Di fatto Mass Effect 3 campa sui meriti costruiti dai precedenti episodi: nel primo si era costruito il mondo, si eran descritte le razze, la scifi un po’ seventies, rinnegata poi nel secondo, che però introdusse un maggior spessore nella scrittura e nella psicologia dei personaggi dell’equipaggio: tutto ciò viene qui praticamente abbandonato poiché la missione salvezza ha precedenza su tutto, non c’è tempo per l’esplorazione, non c’è personaggio utile se non quello che può garantire ulteriori mezzi alla flotta –e tutte le subquest vanno in questa direzione, utili solo a riempire una barra corrispondente all’estensione dell’armada. I personaggi vengono dimenticati, nemmeno falcidiati ma proprio messi in secondo piano, qualcuno continuamente sottratto o nascosto al giocatore senza motivo, fino a una parte finale in cui la loro presenza viene notata a fatica. Fanno eccezione solo i rapporti fra alcune razze, qui però risolti in modo sbrigativo e con morale e metodi di cui sopra.
Tutto è architettato in modo da coinvolgere nella narrazione della resistenza (col solito cliché yankee del nemico inquantificabile e indistruttibile, v. le seppie di Matrix tanto per dirne una, epic epic epic!), per poi tradire questo coinvolgimento già labile incitando a ogni passo un rallentamento, un controllo fuori dalla direzione consigliata, un’esplorazione insensata di pianeti lontanissimi dall’obiettivo, ti viene gridato costantemente che c’è fretta e urgenza ma il giocatore che ignora il richiamo dei civili che muoiono (in realtà no, tutto scatta ai soliti checkpoint) e si mette a esplorare l’ultimo stronzo fra gli anfratti delle rovine viene ovviamente premiato con armature e power up, come in un tacito accordo fra sviluppatori e giocatori, concordi nel ritenere incredibile la minaccia aliena e ridicola un’associazione “terroristica” con mezzi per essere ovunque, prima di tutti, in modo perfettamente invisibile e con mezzi e risorse superiori a quelle della galassia sommate. Sono minacce che al massimo possono strappare un sorriso, per come vengono sparate a ondate di nemici sempre crescenti nel tentativo di trascinare più a lungo possibile il conto di ore giocate.

RIGHE GREZZE =>
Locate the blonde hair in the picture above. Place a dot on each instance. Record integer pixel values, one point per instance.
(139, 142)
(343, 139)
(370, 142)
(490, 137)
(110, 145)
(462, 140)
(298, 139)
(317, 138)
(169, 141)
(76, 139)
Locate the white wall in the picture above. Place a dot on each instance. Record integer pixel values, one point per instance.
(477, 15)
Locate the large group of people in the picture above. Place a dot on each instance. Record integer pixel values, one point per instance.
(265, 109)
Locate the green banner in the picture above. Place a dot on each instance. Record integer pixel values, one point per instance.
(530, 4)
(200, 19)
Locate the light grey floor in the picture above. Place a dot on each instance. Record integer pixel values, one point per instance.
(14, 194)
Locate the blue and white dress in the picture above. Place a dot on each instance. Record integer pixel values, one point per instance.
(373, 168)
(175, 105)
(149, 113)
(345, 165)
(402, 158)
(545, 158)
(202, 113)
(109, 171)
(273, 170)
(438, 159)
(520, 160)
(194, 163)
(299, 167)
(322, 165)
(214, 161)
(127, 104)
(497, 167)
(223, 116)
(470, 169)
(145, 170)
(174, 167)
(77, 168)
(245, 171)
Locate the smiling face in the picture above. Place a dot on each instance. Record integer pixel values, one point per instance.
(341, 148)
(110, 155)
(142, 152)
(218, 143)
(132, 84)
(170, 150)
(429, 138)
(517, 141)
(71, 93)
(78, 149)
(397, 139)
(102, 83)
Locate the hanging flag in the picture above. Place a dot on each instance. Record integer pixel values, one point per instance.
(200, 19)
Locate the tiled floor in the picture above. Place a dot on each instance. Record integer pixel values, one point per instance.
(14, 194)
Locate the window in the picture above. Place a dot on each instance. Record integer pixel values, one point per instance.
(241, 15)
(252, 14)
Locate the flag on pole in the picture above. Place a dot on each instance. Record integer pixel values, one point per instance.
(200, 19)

CONSEGNA 1 => Nel testo su Mass Effect 3, che cosa viene incitato «a ogni passo»? Riporta tutte le voci.
CONSEGNA 2 => Prosegui il testo su Mass Effect 3 a partire dall'ultima frase riportata.

RISULTATO 1 =>
- un rallentamento
- un controllo fuori dalla direzione consigliata
- un'esplorazione insensata di pianeti lontanissimi dall'obiettivo

RISULTATO 2 =>
Insomma, al finale non è che ci si arrivi con grandi aspettative, e anzi –con tutti i buchi che presenta– rimane forse la sola cosa memorabile del gioco, e le polemiche che l’accompagnano fanno solo un favore a Bioware. La grossa occasione mancata è quella delle promesse di tenere conto delle scelte effettuate dal giocatore per cucire su di lui l’esperienza di gioco più personale possibile, di fatto non mantenuta: non solo durante il gioco le possibilità di risposta nei dialoghi sono diminuite (e nessuno pare se ne sia accorto), ma ogni scelta fatta nella trilogia che avrebbe comportato conseguenze ed eventi a cascata realmente differenti è stata abilmente evitata, facendo sparire temporaneamente i personaggi, rendendone insignificanti gli effetti o andando a far confluire ogni valore nella variabile pigliatutto del “quanto è grossa la flotta”.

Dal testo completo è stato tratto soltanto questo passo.